» EXERCISE GOAL: Rewrite the entries that follow, replacing every "Provide" with "Return" and leaving everything else unchanged.

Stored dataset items
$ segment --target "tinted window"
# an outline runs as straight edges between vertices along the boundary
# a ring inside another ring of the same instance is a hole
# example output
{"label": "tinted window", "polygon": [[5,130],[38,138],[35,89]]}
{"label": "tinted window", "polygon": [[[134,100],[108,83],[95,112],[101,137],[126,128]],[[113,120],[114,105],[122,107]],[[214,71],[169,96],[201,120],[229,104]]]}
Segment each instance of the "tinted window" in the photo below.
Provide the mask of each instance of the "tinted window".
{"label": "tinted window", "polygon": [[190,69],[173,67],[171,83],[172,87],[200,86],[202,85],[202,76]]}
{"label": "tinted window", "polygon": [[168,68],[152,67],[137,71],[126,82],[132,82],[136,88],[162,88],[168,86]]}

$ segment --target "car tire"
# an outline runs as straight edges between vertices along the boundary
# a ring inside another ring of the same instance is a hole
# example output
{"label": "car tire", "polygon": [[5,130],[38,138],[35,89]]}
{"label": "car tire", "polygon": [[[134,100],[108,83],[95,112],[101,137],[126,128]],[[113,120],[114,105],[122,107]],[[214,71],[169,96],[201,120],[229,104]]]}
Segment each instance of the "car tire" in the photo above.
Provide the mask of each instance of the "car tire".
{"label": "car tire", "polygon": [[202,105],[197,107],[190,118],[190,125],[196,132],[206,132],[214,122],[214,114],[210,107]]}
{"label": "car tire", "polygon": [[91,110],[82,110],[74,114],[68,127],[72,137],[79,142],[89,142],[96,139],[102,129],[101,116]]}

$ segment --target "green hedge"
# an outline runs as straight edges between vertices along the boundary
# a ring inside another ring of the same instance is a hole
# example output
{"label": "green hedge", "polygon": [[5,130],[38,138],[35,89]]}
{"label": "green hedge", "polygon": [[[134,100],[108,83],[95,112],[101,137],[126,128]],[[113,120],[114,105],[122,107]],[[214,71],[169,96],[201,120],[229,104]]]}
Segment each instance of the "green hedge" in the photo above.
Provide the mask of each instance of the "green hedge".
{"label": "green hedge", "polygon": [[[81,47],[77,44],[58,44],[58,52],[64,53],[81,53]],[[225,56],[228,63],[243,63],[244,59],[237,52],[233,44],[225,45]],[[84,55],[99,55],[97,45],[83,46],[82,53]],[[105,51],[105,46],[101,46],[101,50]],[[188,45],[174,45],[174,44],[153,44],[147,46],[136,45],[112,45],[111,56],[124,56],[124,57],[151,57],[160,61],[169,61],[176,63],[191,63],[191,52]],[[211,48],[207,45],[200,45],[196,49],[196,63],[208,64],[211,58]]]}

» RESULT BELOW:
$ segment --target "tinted window"
# an outline runs as straight edges between vertices along the boundary
# a ring inside another ring of the same instance is a hole
# example output
{"label": "tinted window", "polygon": [[5,130],[38,138],[35,89]]}
{"label": "tinted window", "polygon": [[[134,100],[108,83],[95,112],[101,137],[126,128]],[[113,120],[114,105],[122,107]],[[214,71],[169,96],[201,120],[229,104]]]}
Segment each instance of the "tinted window" in the photo below.
Return the mask of each instance of the "tinted window".
{"label": "tinted window", "polygon": [[190,69],[173,67],[171,83],[172,87],[200,86],[202,85],[202,76]]}
{"label": "tinted window", "polygon": [[168,68],[152,67],[137,71],[126,82],[132,82],[136,88],[162,88],[168,86]]}

$ segment --target "car tire"
# an outline runs as straight edges between vertices along the boundary
# a ring inside another ring of the same instance is a hole
# example output
{"label": "car tire", "polygon": [[5,130],[38,138],[35,89]]}
{"label": "car tire", "polygon": [[[134,100],[108,83],[95,112],[101,137],[126,128]],[[113,120],[114,105],[122,107]],[[214,71],[169,96],[201,120],[229,104]]]}
Segment each instance of the "car tire" in the photo above.
Return the mask of each instance of the "car tire".
{"label": "car tire", "polygon": [[202,105],[197,107],[190,118],[190,125],[196,132],[206,132],[214,122],[214,114],[210,107]]}
{"label": "car tire", "polygon": [[91,110],[82,110],[74,114],[68,127],[72,137],[79,142],[89,142],[96,139],[102,129],[101,116]]}

$ segment --target "green hedge"
# an outline runs as straight edges between vertices along the boundary
# a ring inside another ring of the same instance is a hole
# example output
{"label": "green hedge", "polygon": [[5,130],[38,138],[35,89]]}
{"label": "green hedge", "polygon": [[[134,100],[108,83],[95,112],[101,137],[126,128]],[[113,120],[114,105],[122,107]],[[214,71],[169,96],[201,120],[229,104]]]}
Segment each instance of the "green hedge" in the photo above.
Return the mask of each instance of the "green hedge".
{"label": "green hedge", "polygon": [[[81,47],[77,44],[58,44],[58,52],[64,53],[81,53]],[[225,56],[228,63],[243,63],[244,59],[237,52],[233,44],[225,45]],[[84,55],[99,55],[97,45],[83,46],[82,53]],[[105,51],[105,46],[101,46],[101,50]],[[188,45],[174,45],[174,44],[153,44],[147,46],[136,45],[112,45],[111,56],[124,56],[124,57],[151,57],[160,61],[169,61],[176,63],[191,63],[191,52]],[[211,48],[207,45],[200,45],[196,49],[196,63],[208,64],[211,58]]]}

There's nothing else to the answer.